YOUR OBJECTIVE - In the material below, copy out word for word every line starting at the line that contains "Where can the white" and ending at the material's final line, with both of those lines included.

━━━━━ DATASET ROWS ━━━━━

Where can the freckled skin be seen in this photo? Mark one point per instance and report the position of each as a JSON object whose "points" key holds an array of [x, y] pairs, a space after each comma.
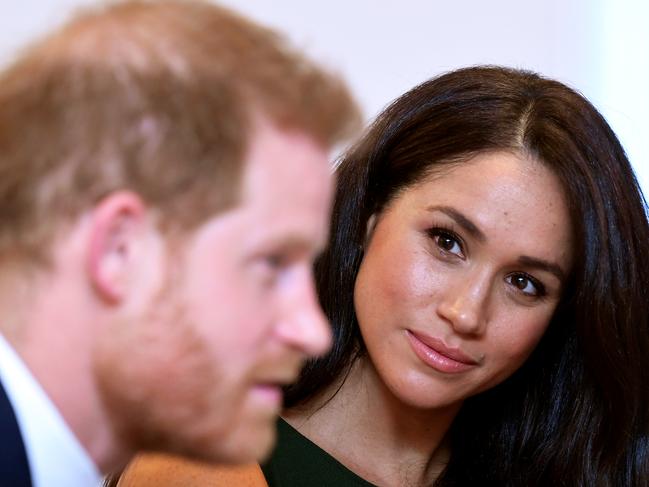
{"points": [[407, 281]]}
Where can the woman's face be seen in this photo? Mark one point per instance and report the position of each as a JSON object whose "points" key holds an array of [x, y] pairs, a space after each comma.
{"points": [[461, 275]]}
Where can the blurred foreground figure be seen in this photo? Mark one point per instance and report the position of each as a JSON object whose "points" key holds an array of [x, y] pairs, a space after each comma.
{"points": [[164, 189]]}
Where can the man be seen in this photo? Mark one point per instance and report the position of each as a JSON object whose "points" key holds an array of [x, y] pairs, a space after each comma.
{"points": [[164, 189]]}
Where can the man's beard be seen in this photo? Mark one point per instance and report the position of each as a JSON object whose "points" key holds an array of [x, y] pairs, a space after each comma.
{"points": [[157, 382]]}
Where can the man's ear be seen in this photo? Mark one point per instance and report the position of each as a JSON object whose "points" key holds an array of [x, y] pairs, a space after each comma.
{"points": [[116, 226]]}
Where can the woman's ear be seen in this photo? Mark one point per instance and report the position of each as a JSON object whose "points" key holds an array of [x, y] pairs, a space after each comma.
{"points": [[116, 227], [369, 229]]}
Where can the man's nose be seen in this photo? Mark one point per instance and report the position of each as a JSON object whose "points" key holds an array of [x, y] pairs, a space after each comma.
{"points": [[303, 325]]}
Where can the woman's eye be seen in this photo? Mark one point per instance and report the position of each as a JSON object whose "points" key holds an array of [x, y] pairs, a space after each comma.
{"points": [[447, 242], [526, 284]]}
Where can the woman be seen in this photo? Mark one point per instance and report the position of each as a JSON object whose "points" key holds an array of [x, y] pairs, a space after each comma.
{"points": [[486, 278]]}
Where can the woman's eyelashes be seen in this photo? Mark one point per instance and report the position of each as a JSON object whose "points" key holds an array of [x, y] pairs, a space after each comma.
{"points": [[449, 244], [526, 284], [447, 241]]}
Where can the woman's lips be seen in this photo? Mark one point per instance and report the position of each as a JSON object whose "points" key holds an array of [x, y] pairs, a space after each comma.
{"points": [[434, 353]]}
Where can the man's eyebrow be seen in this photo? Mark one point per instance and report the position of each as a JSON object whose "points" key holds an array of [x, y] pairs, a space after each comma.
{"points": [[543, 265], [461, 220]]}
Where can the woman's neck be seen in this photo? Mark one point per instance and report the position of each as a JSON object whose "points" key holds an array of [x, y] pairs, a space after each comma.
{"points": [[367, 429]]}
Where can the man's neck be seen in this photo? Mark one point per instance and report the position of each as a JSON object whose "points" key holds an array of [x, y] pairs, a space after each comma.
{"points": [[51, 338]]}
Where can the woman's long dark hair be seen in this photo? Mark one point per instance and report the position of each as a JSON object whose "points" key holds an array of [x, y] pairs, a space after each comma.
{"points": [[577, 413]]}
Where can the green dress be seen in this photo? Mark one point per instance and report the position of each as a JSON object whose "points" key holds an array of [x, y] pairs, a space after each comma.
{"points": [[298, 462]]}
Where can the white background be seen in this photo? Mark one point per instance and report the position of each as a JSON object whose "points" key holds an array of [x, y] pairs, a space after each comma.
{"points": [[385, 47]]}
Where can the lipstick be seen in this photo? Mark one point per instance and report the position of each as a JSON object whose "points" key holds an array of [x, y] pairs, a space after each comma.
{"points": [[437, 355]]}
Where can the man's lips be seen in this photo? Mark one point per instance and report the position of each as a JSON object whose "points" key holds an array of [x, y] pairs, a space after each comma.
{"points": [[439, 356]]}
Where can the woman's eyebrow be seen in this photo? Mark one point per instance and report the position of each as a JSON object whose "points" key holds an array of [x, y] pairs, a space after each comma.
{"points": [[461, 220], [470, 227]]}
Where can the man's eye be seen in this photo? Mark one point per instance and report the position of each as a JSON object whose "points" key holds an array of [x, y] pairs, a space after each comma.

━━━━━

CORRECT RESULT -
Where can the white background be seen in this photo? Mark one point per instance and report the position of each as a JSON object whose "points" key holds an array of [x, y] pairs, a space after each comma.
{"points": [[385, 47]]}
Where can the lipstick be seen in this photo? Mark one point per instance and report the position of each as a JSON object whose "points" key holds an array of [x, y] pairs, a space after each comma.
{"points": [[437, 355]]}
Where can the man's lips be seen in this photo? Mark one point per instance and report the position of each as a JSON object whose "points" key holds an array of [x, y] pairs, a space after each comma.
{"points": [[439, 356]]}
Where can the woman's eyebrow be seen in this photo? Mark one point per instance and report the position of each as a JSON object whose "points" key holds an array of [x, y] pairs, a space after each comma.
{"points": [[461, 220], [470, 227]]}
Where can the man's eye be seen in this photo? Mark one point per instance and report the position of each as a JSON object whose "points" key holds an array of [x, y] pairs, a space after each comma.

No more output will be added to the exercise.